▸ Dataset entries:
————

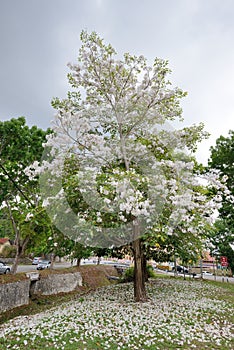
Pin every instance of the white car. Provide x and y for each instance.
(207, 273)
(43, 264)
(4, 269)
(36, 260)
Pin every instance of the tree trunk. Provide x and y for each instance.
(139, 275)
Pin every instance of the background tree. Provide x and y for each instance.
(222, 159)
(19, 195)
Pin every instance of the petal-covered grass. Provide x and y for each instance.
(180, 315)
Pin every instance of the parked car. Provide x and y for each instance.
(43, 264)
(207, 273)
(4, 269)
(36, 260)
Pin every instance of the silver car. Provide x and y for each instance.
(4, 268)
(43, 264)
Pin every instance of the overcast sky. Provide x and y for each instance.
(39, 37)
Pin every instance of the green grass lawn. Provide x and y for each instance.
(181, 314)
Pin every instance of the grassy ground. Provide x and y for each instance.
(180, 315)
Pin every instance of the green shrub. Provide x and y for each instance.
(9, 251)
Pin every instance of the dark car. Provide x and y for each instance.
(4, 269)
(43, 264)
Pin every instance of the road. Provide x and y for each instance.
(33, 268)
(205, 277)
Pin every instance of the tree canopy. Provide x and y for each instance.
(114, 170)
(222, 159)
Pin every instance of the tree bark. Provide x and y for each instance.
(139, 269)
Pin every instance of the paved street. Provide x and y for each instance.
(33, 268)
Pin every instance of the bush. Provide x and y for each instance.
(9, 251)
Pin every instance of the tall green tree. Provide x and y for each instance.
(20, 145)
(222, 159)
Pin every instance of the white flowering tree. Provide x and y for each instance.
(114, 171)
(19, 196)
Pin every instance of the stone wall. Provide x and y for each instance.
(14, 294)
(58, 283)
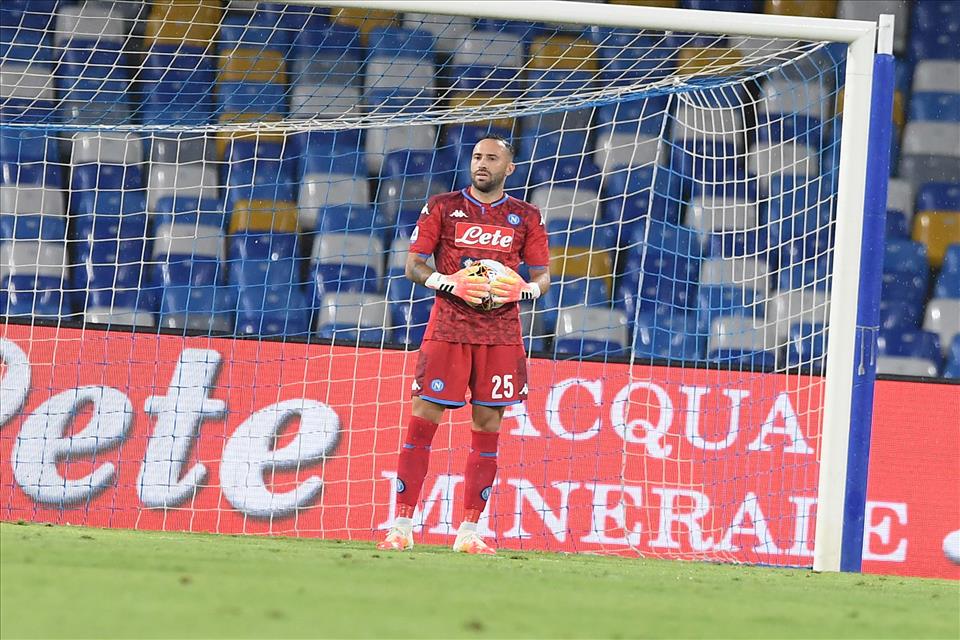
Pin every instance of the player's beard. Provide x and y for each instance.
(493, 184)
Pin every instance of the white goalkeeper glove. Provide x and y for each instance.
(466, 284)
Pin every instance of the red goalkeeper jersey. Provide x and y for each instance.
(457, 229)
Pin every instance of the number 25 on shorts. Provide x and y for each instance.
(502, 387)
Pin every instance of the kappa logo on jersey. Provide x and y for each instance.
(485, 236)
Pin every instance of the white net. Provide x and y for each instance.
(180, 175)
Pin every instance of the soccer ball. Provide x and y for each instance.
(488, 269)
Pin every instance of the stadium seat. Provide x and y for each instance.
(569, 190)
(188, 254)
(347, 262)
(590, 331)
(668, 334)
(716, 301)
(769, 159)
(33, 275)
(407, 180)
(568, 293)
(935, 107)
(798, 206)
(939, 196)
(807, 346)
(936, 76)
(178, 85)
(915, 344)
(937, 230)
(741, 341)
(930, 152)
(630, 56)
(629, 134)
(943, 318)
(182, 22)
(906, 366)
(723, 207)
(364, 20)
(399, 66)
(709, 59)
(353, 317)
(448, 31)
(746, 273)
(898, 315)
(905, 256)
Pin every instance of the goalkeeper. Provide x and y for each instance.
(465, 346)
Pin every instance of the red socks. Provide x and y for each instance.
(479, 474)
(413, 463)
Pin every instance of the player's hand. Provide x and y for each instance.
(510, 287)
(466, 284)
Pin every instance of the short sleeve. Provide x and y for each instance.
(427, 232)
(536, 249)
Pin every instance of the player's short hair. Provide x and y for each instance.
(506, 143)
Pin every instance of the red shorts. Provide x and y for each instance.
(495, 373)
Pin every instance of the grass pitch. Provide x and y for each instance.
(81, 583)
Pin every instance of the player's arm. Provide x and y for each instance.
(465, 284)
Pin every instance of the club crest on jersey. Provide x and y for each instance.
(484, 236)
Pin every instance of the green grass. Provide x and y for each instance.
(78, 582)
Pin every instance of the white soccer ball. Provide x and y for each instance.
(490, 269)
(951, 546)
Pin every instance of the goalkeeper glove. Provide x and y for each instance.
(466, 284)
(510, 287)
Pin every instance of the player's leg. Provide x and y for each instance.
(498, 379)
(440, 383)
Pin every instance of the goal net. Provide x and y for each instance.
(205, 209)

————

▸ Task: Write the records out in full, word for word; leave every picture behind.

▸ Solution for this exercise:
Pin every instance of the white car. Provide x and y for each instance.
(207, 273)
(43, 264)
(4, 269)
(36, 260)
Pin every instance of the tree trunk. Provide x and y for each instance.
(139, 275)
Pin every instance of the background tree. Provide x and y for each instance.
(222, 159)
(19, 195)
Pin every instance of the petal-covered grass. Provide x and y for each instance.
(180, 315)
Pin every instance of the parked car. Provide x and y for each instance.
(43, 264)
(207, 273)
(4, 269)
(36, 260)
Pin every instance of the silver car. Provide x and y for each instance.
(4, 268)
(43, 264)
Pin every instance of the overcast sky. Provide x and y for each instance.
(39, 37)
Pin every instance of the green grass lawn. Provide x and y for each instance.
(181, 314)
Pin every instance of the grassy ground. Provide x and y for each instance.
(180, 315)
Pin every instance of the green shrub. Provide x and y for each instance.
(9, 251)
Pin every instance of the dark car. Provide x and y for each instance.
(4, 269)
(43, 264)
Pin every instance of the road. Provide x and y for each instance.
(33, 268)
(205, 277)
Pin every instance of the tree canopy. Provide x and y for each instance.
(114, 170)
(222, 159)
Pin every instance of the tree bark. Provide x and y for each instance.
(139, 269)
Pin every instance of the paved street. Provide x and y for each instance.
(33, 268)
Pin every instance of the bush. Provide x and y for each instance.
(9, 251)
Pin every instance of the tall green tree. Provide x and y for each instance.
(20, 145)
(222, 159)
Pin every instance of the white flowering tree. Provide x and y for each instance.
(114, 171)
(19, 196)
Pin every instance of the stone wall. Provide x and y for each instance.
(14, 294)
(58, 283)
Pin every instance of the player's beard. Provide x and y for each instance.
(493, 184)
Pin every instance of the white goalkeeper glove. Provide x and y for each instance.
(466, 284)
Pin every instance of the red goalkeeper jersey. Provide x and y for each instance.
(457, 229)
Pin every instance of the number 25 on shorts. Provide x and y for each instance.
(502, 387)
Pin every instance of the kappa logo on jersey. Provide x and y for each instance.
(485, 236)
Pin every instance of the white net. Provide x and y for each instance.
(180, 175)
Pin every instance of the soccer ball. Provide x and y for each instance.
(488, 269)
Pin every instance of the stadium seat. Provide x and y for each instance.
(569, 190)
(188, 254)
(347, 262)
(590, 331)
(668, 334)
(716, 301)
(769, 159)
(33, 275)
(407, 180)
(568, 293)
(935, 107)
(798, 206)
(939, 196)
(807, 346)
(936, 76)
(178, 85)
(915, 344)
(937, 230)
(741, 341)
(930, 152)
(630, 56)
(629, 134)
(943, 318)
(182, 22)
(906, 366)
(723, 207)
(364, 20)
(399, 66)
(709, 59)
(353, 317)
(448, 31)
(746, 273)
(898, 315)
(905, 256)
Pin every instance of the goalkeeper. Provide x and y for each instance.
(465, 346)
Pin every instance of the red socks. Provide x and y for each instance.
(479, 474)
(413, 463)
Pin every instance of the player's hand. Provide x and y for each instance.
(510, 287)
(466, 284)
Pin every instance of the short sleeve. Provide x and y for each instance.
(427, 232)
(536, 249)
Pin every instance of the player's short hair. Provide x and y for each instance.
(506, 143)
Pin every instance of the red shorts. Provide x and y for each instance.
(495, 373)
Pin every instance of the grass pitch. Provide x and y for each instance.
(81, 583)
Pin every instance of the player's arm. Provide x and y for each instance.
(465, 284)
Pin every instance of the club crest on jersey. Provide x and y for each instance.
(484, 236)
Pin every instance of the green grass. Provide x and y for each instance.
(78, 582)
Pin every instance of the white soccer ball. Provide x and y for each instance.
(490, 269)
(951, 546)
Pin every instance of the goalkeeper glove. Provide x and y for each instance.
(466, 284)
(510, 287)
Pin every instance of the player's leg. Provide x and y for each instance.
(498, 379)
(440, 383)
Pin every instance of the goal net. Provide x and y for each instance.
(205, 209)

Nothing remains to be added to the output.